Skip to content

Pipelines

Pipelines in DocETL are the core structures that define the flow of data processing. They orchestrate the application of operators to datasets, creating a seamless workflow for complex document processing tasks.

Components of a Pipeline

A pipeline in DocETL consists of four main components:

  1. Default Model: The language model to use for the pipeline.
  2. Datasets: The input data sources for your pipeline.
  3. Operators: The processing steps that transform your data.
  4. Pipeline Specification: The sequence of steps and the output configuration.

Default Model

You can set the default model for a pipeline in the YAML configuration file. If no model is specified at the operation level, the default model will be used.

default_model: gpt-4o-mini

Datasets

Datasets define the input data for your pipeline. They are collections of documents, where each document is an object in a JSON list. Datasets are typically specified in the YAML configuration file, indicating the type and path of the data source. For example:

datasets:
  user_logs:
    type: file
    path: "user_logs.json"

Note

Currently, DocETL only supports JSON files as input datasets. If you're interested in support for other data types or cloud-based datasets, please reach out to us or join our open-source community and contribute! We welcome new ideas and contributions to expand the capabilities of DocETL.

PROVIDED MATERIAL —

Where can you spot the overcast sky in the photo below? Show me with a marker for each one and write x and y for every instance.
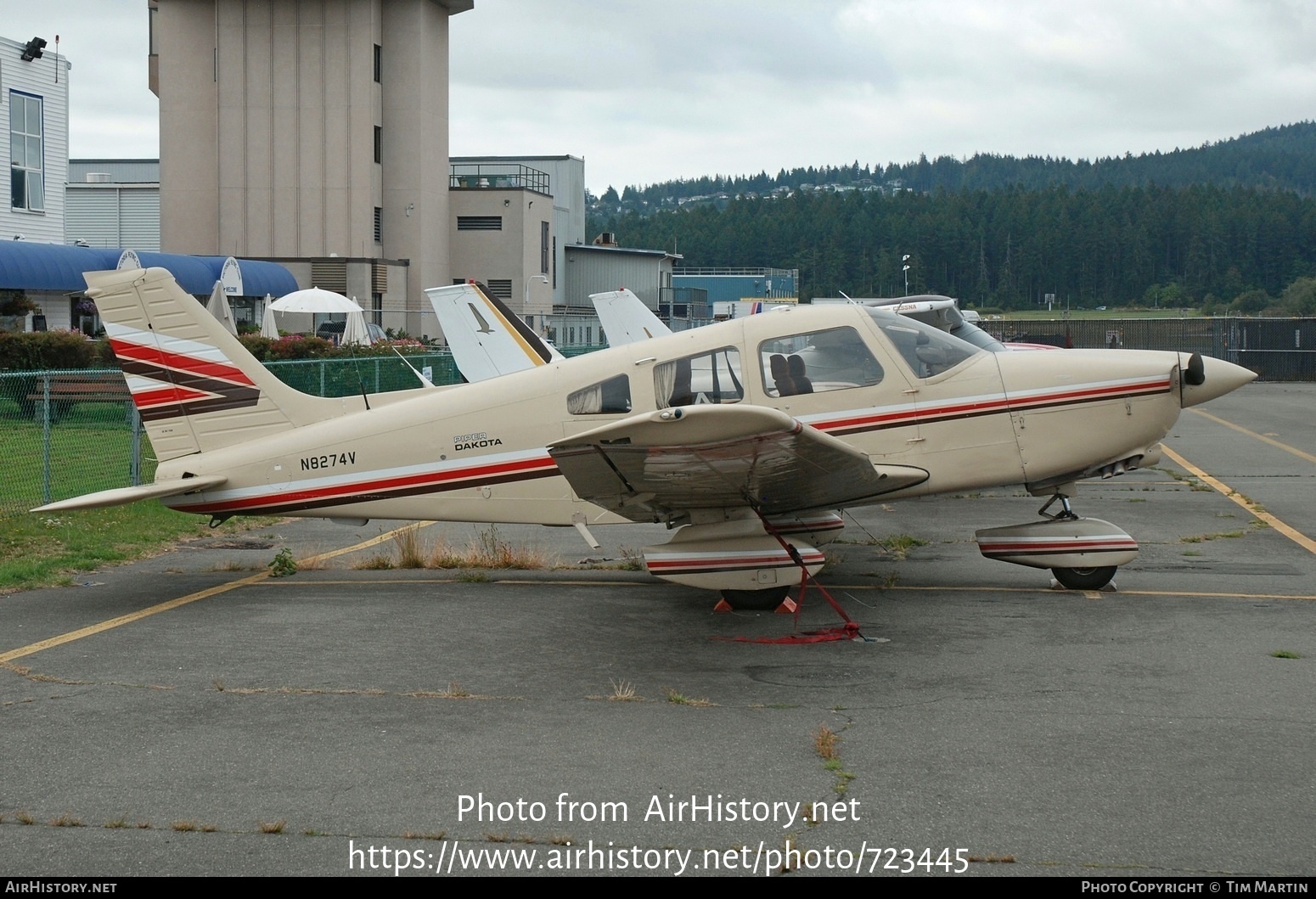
(648, 91)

WORK INSTRUCTION 1 — Write out the part of the pipelines text starting at "Pipelines in DocETL" and ending at "sources for your pipeline.".
WORK INSTRUCTION 2 — In the pipelines text, what is the only kind of file DocETL currently supports as input datasets?
The lines have nothing to do with the pipelines text.

TASK OUTPUT 1 —
Pipelines in DocETL are the core structures that define the flow of data processing. They orchestrate the application of operators to datasets, creating a seamless workflow for complex document processing tasks.

Components of a Pipeline

A pipeline in DocETL consists of four main components:

  1. Default Model: The language model to use for the pipeline.
  2. Datasets: The input data sources for your pipeline.

TASK OUTPUT 2 — JSON files.